● Given request
Arrange every line of the material below as a Markdown table with the columns "Row" and "Line", numbering the rows and leaving out blank lines. Do not include the pictures in the answer.

[Records from a point-labeling set]
· · · · · · ·

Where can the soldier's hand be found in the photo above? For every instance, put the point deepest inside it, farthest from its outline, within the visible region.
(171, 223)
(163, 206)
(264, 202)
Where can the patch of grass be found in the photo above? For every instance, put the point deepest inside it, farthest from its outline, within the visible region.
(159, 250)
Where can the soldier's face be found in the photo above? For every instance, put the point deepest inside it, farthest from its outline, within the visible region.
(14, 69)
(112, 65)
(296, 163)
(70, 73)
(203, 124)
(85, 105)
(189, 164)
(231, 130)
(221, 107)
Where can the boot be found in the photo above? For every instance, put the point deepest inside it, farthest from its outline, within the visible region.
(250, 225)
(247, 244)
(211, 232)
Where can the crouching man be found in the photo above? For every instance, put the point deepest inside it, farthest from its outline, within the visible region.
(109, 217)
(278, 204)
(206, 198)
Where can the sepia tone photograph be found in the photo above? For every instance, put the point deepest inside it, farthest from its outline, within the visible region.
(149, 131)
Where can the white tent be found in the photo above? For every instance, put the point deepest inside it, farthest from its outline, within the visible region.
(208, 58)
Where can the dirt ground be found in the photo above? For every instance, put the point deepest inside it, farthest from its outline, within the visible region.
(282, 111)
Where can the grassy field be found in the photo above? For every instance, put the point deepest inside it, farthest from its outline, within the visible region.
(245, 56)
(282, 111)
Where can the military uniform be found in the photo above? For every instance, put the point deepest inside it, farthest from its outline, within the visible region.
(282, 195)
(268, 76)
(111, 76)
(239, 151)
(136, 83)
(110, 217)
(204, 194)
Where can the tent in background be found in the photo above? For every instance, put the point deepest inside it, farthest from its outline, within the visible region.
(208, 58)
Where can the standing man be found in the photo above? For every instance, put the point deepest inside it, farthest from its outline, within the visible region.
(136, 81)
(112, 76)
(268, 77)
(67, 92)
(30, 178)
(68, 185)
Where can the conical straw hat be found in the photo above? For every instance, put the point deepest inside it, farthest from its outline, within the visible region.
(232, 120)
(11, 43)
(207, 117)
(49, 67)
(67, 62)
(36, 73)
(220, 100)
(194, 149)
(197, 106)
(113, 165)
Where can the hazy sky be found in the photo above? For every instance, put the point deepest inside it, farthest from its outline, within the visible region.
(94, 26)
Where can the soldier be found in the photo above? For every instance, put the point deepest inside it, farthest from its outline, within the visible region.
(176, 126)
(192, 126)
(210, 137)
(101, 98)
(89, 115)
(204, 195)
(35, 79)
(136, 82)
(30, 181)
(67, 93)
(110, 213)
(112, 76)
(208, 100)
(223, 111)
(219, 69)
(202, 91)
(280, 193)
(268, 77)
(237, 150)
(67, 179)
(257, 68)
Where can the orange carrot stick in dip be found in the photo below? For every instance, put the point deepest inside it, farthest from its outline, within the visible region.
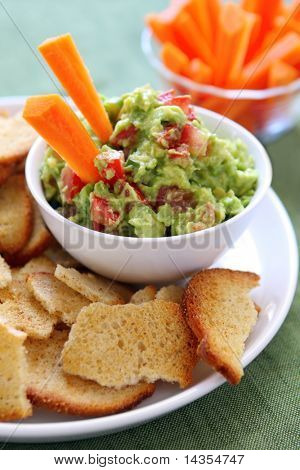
(66, 62)
(281, 74)
(286, 49)
(173, 58)
(55, 121)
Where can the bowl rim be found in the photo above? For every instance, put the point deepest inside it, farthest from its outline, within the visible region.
(226, 93)
(263, 185)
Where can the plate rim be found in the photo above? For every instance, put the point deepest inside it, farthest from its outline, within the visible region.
(82, 429)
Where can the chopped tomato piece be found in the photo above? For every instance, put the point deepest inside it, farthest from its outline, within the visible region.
(166, 96)
(177, 198)
(140, 193)
(194, 139)
(102, 213)
(71, 184)
(125, 138)
(98, 227)
(170, 136)
(182, 151)
(110, 164)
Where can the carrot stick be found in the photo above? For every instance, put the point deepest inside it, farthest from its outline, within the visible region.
(199, 11)
(159, 28)
(241, 48)
(268, 10)
(214, 9)
(281, 74)
(286, 49)
(190, 36)
(55, 121)
(255, 40)
(230, 29)
(66, 62)
(173, 58)
(198, 71)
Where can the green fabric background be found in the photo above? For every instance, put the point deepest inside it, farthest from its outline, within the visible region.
(263, 412)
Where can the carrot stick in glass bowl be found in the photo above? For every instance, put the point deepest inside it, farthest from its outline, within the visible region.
(63, 57)
(59, 126)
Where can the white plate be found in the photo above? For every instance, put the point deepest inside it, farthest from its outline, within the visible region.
(268, 248)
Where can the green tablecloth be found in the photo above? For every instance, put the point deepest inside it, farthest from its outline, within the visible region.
(263, 412)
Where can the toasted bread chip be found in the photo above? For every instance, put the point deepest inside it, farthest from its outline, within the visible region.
(13, 375)
(59, 256)
(6, 171)
(93, 287)
(5, 274)
(221, 313)
(5, 295)
(16, 138)
(37, 243)
(170, 294)
(125, 344)
(15, 215)
(22, 311)
(41, 264)
(144, 295)
(56, 297)
(49, 386)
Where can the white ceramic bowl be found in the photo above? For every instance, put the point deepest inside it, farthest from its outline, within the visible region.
(153, 260)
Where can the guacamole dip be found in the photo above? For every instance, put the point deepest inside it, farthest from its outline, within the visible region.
(162, 172)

· · · · · · ·

● Answer
| Row | Line |
|---|---|
| 1 | Where can the soldier's hand be found in the photo above? For every instance, put the point deepest inside it, farthest from its outline, within the visible region. |
| 2 | (171, 223) |
| 3 | (163, 206) |
| 4 | (264, 202) |
| 5 | Where can the patch of grass be found in the photo above? For every instance, put the point deepest inside it, farthest from its outline, within the visible region. |
| 6 | (159, 250) |
| 7 | Where can the soldier's face be found in the photo above? For every instance, put the point deepest inside it, farthest from its outline, within the visible region. |
| 8 | (14, 69) |
| 9 | (112, 65) |
| 10 | (296, 163) |
| 11 | (70, 73) |
| 12 | (203, 124) |
| 13 | (85, 105) |
| 14 | (189, 164) |
| 15 | (231, 130) |
| 16 | (221, 107) |
| 17 | Where can the boot be found in the photo above? For every instance, put the point deepest inside it, farthest from its outline, within the visible region. |
| 18 | (250, 225) |
| 19 | (247, 244) |
| 20 | (211, 232) |
| 21 | Where can the crouching man be found in the photo above? For every instance, put the point deepest inside it, farthest from its outline, within the visible region. |
| 22 | (109, 217) |
| 23 | (278, 204) |
| 24 | (206, 198) |
| 25 | Where can the sepia tone photograph be found in the photo above? For every instance, put the point deepest inside it, farthest from its outline, within the visible region. |
| 26 | (149, 131) |
| 27 | Where can the white tent be found in the photo above? For every instance, put the point deepest inside it, farthest from its outline, within the visible region. |
| 28 | (208, 58) |
| 29 | Where can the dirt ground be found in the photo above? For every instance, put the point deepest inside it, farthest from its outline, within the visible region. |
| 30 | (282, 111) |
| 31 | Where can the grassy field be found in the photo above? For every instance, put the point deepest inside it, farthest from its outline, within the visible region. |
| 32 | (245, 56) |
| 33 | (282, 111) |
| 34 | Where can the military uniform be found in the photo above? For every instance, put the point deepest inside it, farthest from its outline, within the visible region. |
| 35 | (282, 195) |
| 36 | (268, 76) |
| 37 | (111, 76) |
| 38 | (239, 151) |
| 39 | (136, 83) |
| 40 | (110, 217) |
| 41 | (204, 194) |
| 42 | Where can the tent in background be found in the photo above? For every instance, put the point deepest inside it, farthest from its outline, within the visible region. |
| 43 | (208, 58) |
| 44 | Where can the standing man be found in the photo above? For every instance, put the point deepest inside it, farthest from its outline, within the visible region. |
| 45 | (136, 81) |
| 46 | (112, 76) |
| 47 | (268, 77) |
| 48 | (67, 92) |
| 49 | (30, 178) |
| 50 | (68, 185) |
| 51 | Where can the conical straw hat be found in the photo above? For every instance, put the point deepest inside it, farthest from its outline, within the visible region. |
| 52 | (232, 120) |
| 53 | (11, 43) |
| 54 | (207, 117) |
| 55 | (49, 67) |
| 56 | (67, 62) |
| 57 | (36, 73) |
| 58 | (220, 100) |
| 59 | (194, 149) |
| 60 | (197, 106) |
| 61 | (113, 165) |
| 62 | Where can the hazy sky be found in the photo above? For every instance, put the point deepest inside it, farthest from its outline, within the visible region. |
| 63 | (94, 26) |
| 64 | Where can the soldier be found in the photo above? For every instance, put the point deepest inside it, farthest from its outline, within the visible region. |
| 65 | (176, 126) |
| 66 | (192, 126) |
| 67 | (210, 137) |
| 68 | (101, 98) |
| 69 | (89, 115) |
| 70 | (204, 195) |
| 71 | (35, 79) |
| 72 | (136, 82) |
| 73 | (30, 181) |
| 74 | (67, 93) |
| 75 | (110, 213) |
| 76 | (112, 76) |
| 77 | (208, 100) |
| 78 | (223, 111) |
| 79 | (219, 69) |
| 80 | (202, 91) |
| 81 | (280, 193) |
| 82 | (268, 77) |
| 83 | (237, 150) |
| 84 | (67, 179) |
| 85 | (257, 68) |
| 86 | Where can the orange carrot stick in dip be found in the photo below? For every instance, put the point deepest inside it, farthest from its outline, within the visible region. |
| 87 | (66, 62) |
| 88 | (281, 74) |
| 89 | (286, 49) |
| 90 | (173, 58) |
| 91 | (55, 121) |
| 92 | Where can the bowl rim be found in the photo above? For every instance, put the point deepest inside it, farthest from its outline, within the visible region. |
| 93 | (226, 93) |
| 94 | (263, 185) |
| 95 | Where can the plate rim be found in the photo above? For every instance, put the point deepest inside it, farthest from its outline, within the visible region. |
| 96 | (82, 429) |
| 97 | Where can the chopped tomato piece be found in the photo above? For every instance, put the point deepest inside it, farthest from its outline, within the visible region. |
| 98 | (166, 96) |
| 99 | (177, 198) |
| 100 | (140, 193) |
| 101 | (194, 139) |
| 102 | (102, 213) |
| 103 | (71, 184) |
| 104 | (125, 138) |
| 105 | (98, 227) |
| 106 | (170, 136) |
| 107 | (182, 151) |
| 108 | (110, 164) |
| 109 | Where can the carrot stick be found in the photo above? For every instance, put the point deepest inside it, farthest from its outline, within the visible region. |
| 110 | (199, 11) |
| 111 | (159, 28) |
| 112 | (241, 48) |
| 113 | (268, 10) |
| 114 | (214, 9) |
| 115 | (281, 74) |
| 116 | (286, 49) |
| 117 | (190, 36) |
| 118 | (55, 121) |
| 119 | (255, 40) |
| 120 | (230, 29) |
| 121 | (66, 62) |
| 122 | (173, 58) |
| 123 | (198, 71) |
| 124 | Where can the green fabric background be found in the photo above? For every instance, put the point deepest inside it, farthest from its outline, within the visible region. |
| 125 | (263, 412) |
| 126 | Where can the carrot stick in glass bowl be found in the photo above? For every instance, put the point deepest inside it, farthest from its outline, within the visible region. |
| 127 | (63, 57) |
| 128 | (59, 126) |
| 129 | Where can the white plate be found in the photo above? For every instance, put the point deepest inside it, farthest from its outline, within the visible region. |
| 130 | (268, 248) |
| 131 | Where can the green tablecloth be found in the photo above? For every instance, put the point deepest inside it, farthest from its outline, within the visible region. |
| 132 | (263, 412) |
| 133 | Where can the toasted bread chip be found in the photo above? For every instance, put the point deepest inside it, farthest from its outline, within the visible region. |
| 134 | (13, 375) |
| 135 | (59, 256) |
| 136 | (6, 171) |
| 137 | (93, 287) |
| 138 | (5, 274) |
| 139 | (221, 313) |
| 140 | (5, 295) |
| 141 | (16, 138) |
| 142 | (37, 243) |
| 143 | (170, 294) |
| 144 | (125, 344) |
| 145 | (15, 215) |
| 146 | (22, 311) |
| 147 | (41, 264) |
| 148 | (144, 295) |
| 149 | (56, 297) |
| 150 | (49, 386) |
| 151 | Where can the white ceramic bowl be found in the photo above? For every instance, put the point deepest inside it, farthest from its outline, within the visible region. |
| 152 | (153, 260) |
| 153 | Where can the guacamole dip be found in the photo above? For every instance, put the point deepest inside it, farthest from its outline, within the visible region. |
| 154 | (162, 172) |